→ **Written request**
Rewrite the listing below, substituting "window blind" for every occurrence of "shutter" and leaving everything else unchanged.

→ **Extracted material**
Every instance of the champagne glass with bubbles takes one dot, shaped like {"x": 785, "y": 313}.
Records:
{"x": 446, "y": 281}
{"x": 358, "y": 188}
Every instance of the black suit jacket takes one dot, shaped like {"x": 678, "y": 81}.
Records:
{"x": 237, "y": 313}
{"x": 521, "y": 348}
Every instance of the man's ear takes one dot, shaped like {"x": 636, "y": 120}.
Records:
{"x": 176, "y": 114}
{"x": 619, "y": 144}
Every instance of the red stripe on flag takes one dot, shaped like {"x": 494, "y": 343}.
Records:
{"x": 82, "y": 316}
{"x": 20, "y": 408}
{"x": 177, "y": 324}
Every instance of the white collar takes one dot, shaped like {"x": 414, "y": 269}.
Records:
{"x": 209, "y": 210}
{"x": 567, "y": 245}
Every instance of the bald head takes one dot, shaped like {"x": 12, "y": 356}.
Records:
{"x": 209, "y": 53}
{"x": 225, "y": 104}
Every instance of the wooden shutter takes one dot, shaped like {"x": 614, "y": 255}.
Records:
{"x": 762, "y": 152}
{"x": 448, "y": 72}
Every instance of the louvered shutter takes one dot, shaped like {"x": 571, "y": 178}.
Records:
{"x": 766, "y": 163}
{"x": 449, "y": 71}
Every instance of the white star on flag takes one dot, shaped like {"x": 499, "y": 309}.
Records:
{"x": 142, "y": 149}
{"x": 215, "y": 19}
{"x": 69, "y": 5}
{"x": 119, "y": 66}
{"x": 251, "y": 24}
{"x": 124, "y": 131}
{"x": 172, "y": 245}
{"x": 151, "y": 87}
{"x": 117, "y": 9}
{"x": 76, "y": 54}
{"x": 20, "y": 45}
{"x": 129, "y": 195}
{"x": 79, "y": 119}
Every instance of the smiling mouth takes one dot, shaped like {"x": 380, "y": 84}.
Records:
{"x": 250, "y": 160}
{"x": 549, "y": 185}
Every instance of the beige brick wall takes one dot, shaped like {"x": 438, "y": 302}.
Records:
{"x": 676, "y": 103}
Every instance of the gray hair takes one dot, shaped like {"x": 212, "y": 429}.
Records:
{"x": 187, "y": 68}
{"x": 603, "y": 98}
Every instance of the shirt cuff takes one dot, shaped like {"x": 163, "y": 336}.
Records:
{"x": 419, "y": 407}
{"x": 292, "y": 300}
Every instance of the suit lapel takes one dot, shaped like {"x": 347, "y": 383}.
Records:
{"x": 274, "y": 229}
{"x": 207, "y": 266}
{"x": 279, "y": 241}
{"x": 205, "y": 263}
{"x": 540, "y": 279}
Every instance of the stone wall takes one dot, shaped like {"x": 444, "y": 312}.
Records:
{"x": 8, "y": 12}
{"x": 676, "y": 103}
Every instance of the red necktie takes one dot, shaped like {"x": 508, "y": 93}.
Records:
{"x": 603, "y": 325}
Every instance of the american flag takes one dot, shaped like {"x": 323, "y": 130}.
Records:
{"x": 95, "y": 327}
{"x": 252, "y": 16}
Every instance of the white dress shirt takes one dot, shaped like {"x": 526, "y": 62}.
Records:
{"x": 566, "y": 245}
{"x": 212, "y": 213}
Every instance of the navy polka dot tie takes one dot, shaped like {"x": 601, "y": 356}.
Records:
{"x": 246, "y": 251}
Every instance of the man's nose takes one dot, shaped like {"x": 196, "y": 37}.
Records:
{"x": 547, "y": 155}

→ **Answer in full**
Every instance of the champagne glass with bubbles takes one dot, shaped like {"x": 785, "y": 313}.
Records:
{"x": 446, "y": 281}
{"x": 358, "y": 188}
Every instance of the black suit jacket takes one dot, shaped like {"x": 678, "y": 81}.
Records:
{"x": 237, "y": 313}
{"x": 521, "y": 348}
Every instance of the man's ear takes one dot, shaped like {"x": 636, "y": 120}.
Records:
{"x": 176, "y": 114}
{"x": 619, "y": 144}
Every instance of the red stripe on flag takes one dot, shaped like {"x": 494, "y": 343}.
Records:
{"x": 82, "y": 316}
{"x": 20, "y": 408}
{"x": 177, "y": 324}
Every instance of the white collar takes one dot, shaped like {"x": 414, "y": 269}.
Records:
{"x": 209, "y": 210}
{"x": 567, "y": 245}
Every instance of the bald head takes one dot, shaped like {"x": 12, "y": 356}.
Records:
{"x": 209, "y": 53}
{"x": 225, "y": 104}
Every instance of the wooden window blind takes one dot, shaped like {"x": 614, "y": 255}.
Records:
{"x": 762, "y": 152}
{"x": 448, "y": 72}
Every instance of the louvered window blind takes one dot, shaped like {"x": 571, "y": 178}.
Records:
{"x": 766, "y": 163}
{"x": 449, "y": 71}
Every instance of the white star on flag takes one dot, shaped like {"x": 499, "y": 309}.
Records:
{"x": 142, "y": 149}
{"x": 215, "y": 19}
{"x": 69, "y": 5}
{"x": 119, "y": 66}
{"x": 251, "y": 24}
{"x": 124, "y": 131}
{"x": 172, "y": 245}
{"x": 151, "y": 87}
{"x": 117, "y": 9}
{"x": 76, "y": 54}
{"x": 20, "y": 45}
{"x": 129, "y": 195}
{"x": 79, "y": 119}
Every instance of the smiling mouth takes one dot, shaped like {"x": 380, "y": 84}.
Records:
{"x": 250, "y": 160}
{"x": 549, "y": 185}
Every instance of the beige brick wall takes one dot, shaped like {"x": 438, "y": 302}.
Records:
{"x": 676, "y": 103}
Every instance of the gray hair takes one dot, shaped like {"x": 212, "y": 429}.
Records:
{"x": 187, "y": 68}
{"x": 603, "y": 98}
Every instance of the shirt cuff takes one dot, shaped like {"x": 163, "y": 336}.
Records:
{"x": 419, "y": 407}
{"x": 292, "y": 300}
Every instance of the suit lapel takes one dot, shaped like {"x": 347, "y": 383}.
Records:
{"x": 274, "y": 229}
{"x": 207, "y": 266}
{"x": 279, "y": 241}
{"x": 205, "y": 263}
{"x": 540, "y": 279}
Every instance of the stone wall takes one dot, shaped like {"x": 444, "y": 312}.
Records:
{"x": 8, "y": 12}
{"x": 676, "y": 103}
Every instance of the red necktie takes one dot, shaped like {"x": 508, "y": 93}.
Records:
{"x": 603, "y": 325}
Every instance of the american flag takes one dot, shaped like {"x": 323, "y": 130}.
Records:
{"x": 95, "y": 327}
{"x": 252, "y": 16}
Every instance of the white dress shirt takes one dot, shaped like {"x": 526, "y": 62}.
Records:
{"x": 566, "y": 245}
{"x": 212, "y": 213}
Every instance of the navy polka dot tie takes one dot, shaped like {"x": 601, "y": 356}.
Records:
{"x": 246, "y": 251}
Every instance of the man's nose takes one dot, shaped like {"x": 196, "y": 37}.
Records:
{"x": 547, "y": 155}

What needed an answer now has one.